• [TASK TO CARRY OUT]
Pick out every line in the records below that contains the string "structure", and copy each one. Case counts.

-------

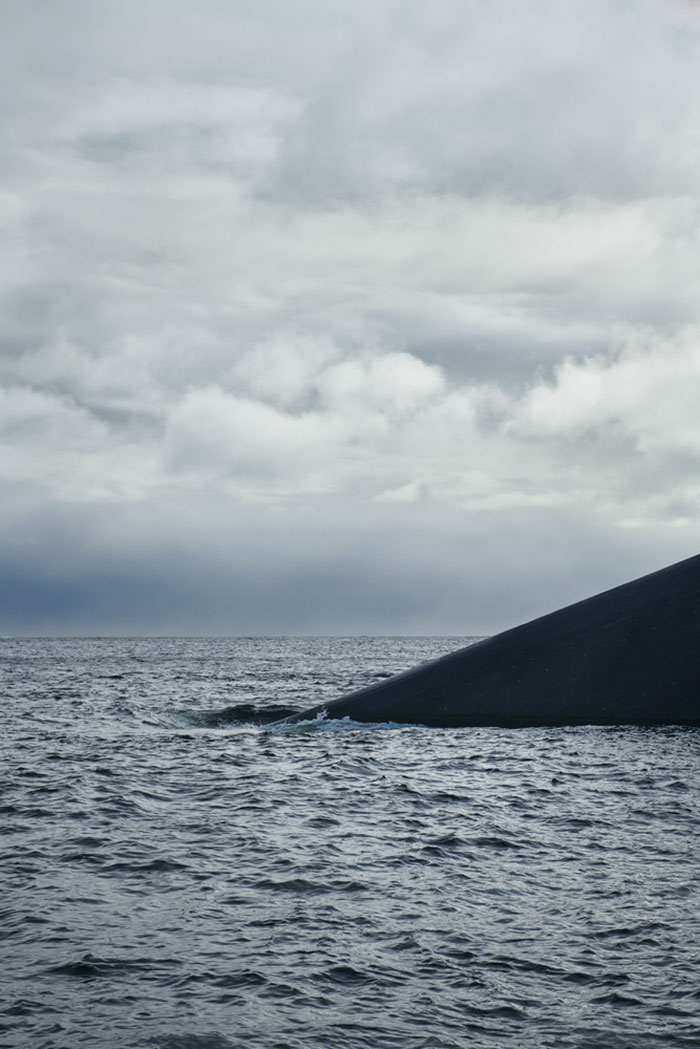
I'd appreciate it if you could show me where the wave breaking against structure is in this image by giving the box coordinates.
[283,555,700,728]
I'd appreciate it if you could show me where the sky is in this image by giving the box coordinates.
[0,0,700,636]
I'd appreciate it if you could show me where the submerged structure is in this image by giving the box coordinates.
[277,555,700,728]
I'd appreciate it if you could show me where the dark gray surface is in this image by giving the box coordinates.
[279,555,700,728]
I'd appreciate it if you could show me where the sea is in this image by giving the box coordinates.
[0,638,700,1049]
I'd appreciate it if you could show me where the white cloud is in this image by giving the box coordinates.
[0,0,700,621]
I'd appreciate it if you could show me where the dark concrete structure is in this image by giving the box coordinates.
[277,555,700,727]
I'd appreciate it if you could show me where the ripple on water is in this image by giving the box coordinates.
[0,639,700,1049]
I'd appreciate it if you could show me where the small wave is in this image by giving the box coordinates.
[182,703,298,728]
[271,710,422,732]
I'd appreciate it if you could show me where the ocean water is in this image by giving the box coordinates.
[0,638,700,1049]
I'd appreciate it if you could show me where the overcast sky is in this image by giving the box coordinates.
[0,0,700,635]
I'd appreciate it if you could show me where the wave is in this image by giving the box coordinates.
[181,703,299,728]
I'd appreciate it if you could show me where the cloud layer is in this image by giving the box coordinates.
[0,0,700,634]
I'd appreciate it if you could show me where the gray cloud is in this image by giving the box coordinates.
[0,0,700,633]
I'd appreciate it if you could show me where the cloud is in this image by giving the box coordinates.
[0,0,700,633]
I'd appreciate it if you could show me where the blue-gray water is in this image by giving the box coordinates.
[0,638,700,1049]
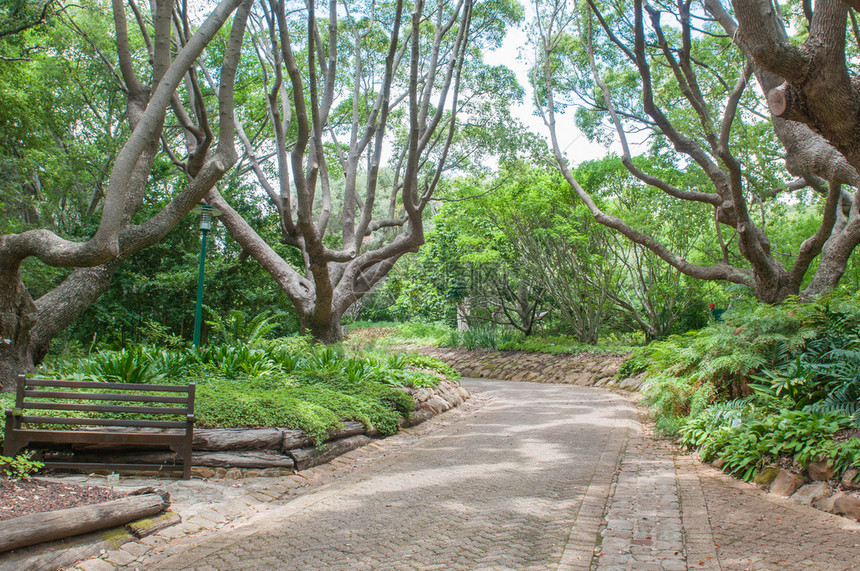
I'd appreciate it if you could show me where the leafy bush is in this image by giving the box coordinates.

-------

• [RESPONSE FOR THIS EXERCISE]
I'd appreciate it if you could show me where the wave breaking against structure is in this image by giving the box coordinates.
I'd appreciate it if you could show me where the submerged structure is in this image by giving the box coordinates.
I'd appreciate it if you could show me where the dark concrete structure is in this image by giving the box coordinates.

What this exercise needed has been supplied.